• GOAL
Move over only the lines below that begin at the line containing "Can you find the water surface?" and stop after the line containing "point(168, 394)", keeping every line, requests included. Add -117 to each coordinate in the answer points and leave the numbers in the requests unchanged.

• MATERIAL PROVIDED
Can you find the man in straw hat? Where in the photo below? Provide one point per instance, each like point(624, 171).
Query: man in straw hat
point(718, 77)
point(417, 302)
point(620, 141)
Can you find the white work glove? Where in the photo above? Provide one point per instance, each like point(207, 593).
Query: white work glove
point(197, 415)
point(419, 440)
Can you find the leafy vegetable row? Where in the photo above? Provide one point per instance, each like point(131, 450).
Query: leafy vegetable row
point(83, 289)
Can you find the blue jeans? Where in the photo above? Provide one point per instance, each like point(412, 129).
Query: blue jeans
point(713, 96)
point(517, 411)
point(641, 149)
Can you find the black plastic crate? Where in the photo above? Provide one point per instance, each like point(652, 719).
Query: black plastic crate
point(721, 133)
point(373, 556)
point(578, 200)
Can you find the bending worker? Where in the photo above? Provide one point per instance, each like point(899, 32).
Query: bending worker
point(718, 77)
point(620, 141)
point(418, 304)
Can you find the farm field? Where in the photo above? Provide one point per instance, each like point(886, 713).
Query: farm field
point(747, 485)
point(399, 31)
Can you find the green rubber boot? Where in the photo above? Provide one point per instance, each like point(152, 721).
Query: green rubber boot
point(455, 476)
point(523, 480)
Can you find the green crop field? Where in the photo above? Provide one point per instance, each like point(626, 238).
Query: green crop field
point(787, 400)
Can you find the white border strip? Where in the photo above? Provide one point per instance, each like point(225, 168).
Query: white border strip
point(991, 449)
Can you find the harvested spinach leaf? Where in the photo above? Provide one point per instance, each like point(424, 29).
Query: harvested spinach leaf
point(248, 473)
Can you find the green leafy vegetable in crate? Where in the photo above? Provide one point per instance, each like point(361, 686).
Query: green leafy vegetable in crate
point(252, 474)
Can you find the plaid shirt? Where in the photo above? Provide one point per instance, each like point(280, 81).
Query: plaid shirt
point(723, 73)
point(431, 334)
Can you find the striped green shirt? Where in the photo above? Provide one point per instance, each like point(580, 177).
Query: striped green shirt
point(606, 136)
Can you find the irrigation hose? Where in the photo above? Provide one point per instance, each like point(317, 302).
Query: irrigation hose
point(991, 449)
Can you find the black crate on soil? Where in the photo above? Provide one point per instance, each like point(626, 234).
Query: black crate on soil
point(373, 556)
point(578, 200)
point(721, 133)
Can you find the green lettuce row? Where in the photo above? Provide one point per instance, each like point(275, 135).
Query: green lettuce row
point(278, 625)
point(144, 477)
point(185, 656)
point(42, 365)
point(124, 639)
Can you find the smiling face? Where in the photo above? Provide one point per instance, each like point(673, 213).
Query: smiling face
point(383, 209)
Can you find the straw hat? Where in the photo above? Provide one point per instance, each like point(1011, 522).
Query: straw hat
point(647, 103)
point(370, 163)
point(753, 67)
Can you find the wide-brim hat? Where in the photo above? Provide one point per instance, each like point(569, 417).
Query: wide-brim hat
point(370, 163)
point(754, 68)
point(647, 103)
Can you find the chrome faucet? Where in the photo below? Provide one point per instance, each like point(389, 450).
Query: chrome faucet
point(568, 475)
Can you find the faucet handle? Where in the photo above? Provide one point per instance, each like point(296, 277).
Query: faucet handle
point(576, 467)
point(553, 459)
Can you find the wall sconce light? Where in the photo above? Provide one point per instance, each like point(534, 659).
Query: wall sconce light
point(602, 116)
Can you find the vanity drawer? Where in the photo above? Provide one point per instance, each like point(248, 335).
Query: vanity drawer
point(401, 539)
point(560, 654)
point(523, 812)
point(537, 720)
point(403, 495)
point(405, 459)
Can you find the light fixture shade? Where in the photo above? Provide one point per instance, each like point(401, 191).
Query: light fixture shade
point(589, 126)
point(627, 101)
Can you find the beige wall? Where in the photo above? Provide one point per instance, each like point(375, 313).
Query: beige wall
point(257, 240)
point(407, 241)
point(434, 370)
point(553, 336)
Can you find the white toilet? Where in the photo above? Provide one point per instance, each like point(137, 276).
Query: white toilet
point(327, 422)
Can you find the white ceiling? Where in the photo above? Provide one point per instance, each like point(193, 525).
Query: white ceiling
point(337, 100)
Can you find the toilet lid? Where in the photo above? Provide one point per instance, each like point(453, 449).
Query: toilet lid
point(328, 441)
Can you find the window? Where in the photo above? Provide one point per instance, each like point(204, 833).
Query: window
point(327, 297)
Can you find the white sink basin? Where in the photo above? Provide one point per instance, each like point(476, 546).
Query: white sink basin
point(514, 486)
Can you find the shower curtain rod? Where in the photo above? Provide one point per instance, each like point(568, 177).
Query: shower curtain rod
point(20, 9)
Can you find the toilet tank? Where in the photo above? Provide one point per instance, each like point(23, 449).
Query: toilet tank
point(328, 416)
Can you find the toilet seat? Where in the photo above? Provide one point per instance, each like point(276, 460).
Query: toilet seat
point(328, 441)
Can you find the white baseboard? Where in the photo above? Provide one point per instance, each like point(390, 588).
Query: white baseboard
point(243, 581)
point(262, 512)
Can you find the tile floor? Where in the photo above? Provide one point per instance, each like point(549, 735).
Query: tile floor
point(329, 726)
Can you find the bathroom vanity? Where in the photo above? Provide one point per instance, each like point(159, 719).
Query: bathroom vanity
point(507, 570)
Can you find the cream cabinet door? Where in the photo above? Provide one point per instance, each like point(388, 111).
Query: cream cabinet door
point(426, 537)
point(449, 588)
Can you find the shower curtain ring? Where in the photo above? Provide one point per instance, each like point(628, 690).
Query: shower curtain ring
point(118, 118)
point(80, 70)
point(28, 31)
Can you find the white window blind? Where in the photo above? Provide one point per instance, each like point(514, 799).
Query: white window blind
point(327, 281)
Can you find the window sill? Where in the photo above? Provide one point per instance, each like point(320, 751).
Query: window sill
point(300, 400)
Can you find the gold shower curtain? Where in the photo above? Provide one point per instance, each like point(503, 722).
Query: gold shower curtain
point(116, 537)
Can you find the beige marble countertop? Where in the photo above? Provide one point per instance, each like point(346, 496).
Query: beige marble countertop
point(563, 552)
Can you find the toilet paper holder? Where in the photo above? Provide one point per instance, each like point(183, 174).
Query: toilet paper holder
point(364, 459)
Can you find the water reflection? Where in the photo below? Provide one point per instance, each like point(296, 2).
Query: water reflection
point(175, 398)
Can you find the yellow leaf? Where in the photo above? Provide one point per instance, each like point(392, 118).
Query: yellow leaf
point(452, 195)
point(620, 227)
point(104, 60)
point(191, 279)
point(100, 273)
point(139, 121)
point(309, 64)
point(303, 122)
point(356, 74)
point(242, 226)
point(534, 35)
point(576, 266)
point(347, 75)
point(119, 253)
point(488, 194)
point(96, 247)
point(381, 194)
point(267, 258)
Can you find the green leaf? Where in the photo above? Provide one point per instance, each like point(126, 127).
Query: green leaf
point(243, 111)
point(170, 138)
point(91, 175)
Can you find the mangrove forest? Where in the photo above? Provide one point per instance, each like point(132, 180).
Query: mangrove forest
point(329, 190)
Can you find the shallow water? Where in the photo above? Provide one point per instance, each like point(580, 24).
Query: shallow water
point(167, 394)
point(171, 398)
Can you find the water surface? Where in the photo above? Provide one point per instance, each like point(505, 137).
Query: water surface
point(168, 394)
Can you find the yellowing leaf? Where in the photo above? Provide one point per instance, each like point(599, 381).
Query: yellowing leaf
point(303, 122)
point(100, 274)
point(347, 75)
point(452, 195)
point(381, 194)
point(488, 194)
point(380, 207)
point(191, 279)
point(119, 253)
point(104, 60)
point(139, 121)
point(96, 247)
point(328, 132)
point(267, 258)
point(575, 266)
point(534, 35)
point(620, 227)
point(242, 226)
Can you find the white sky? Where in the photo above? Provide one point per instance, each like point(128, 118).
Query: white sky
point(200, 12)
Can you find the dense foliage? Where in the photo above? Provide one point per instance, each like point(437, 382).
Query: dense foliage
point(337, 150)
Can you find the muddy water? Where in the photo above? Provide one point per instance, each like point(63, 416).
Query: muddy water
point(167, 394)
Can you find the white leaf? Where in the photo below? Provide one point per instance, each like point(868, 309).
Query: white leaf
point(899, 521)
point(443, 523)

• RESULT OF THE EXERCISE
Can you find the water surface? Where in the photo above? Provide one point per instance, each like point(505, 137).
Query: water surface
point(51, 277)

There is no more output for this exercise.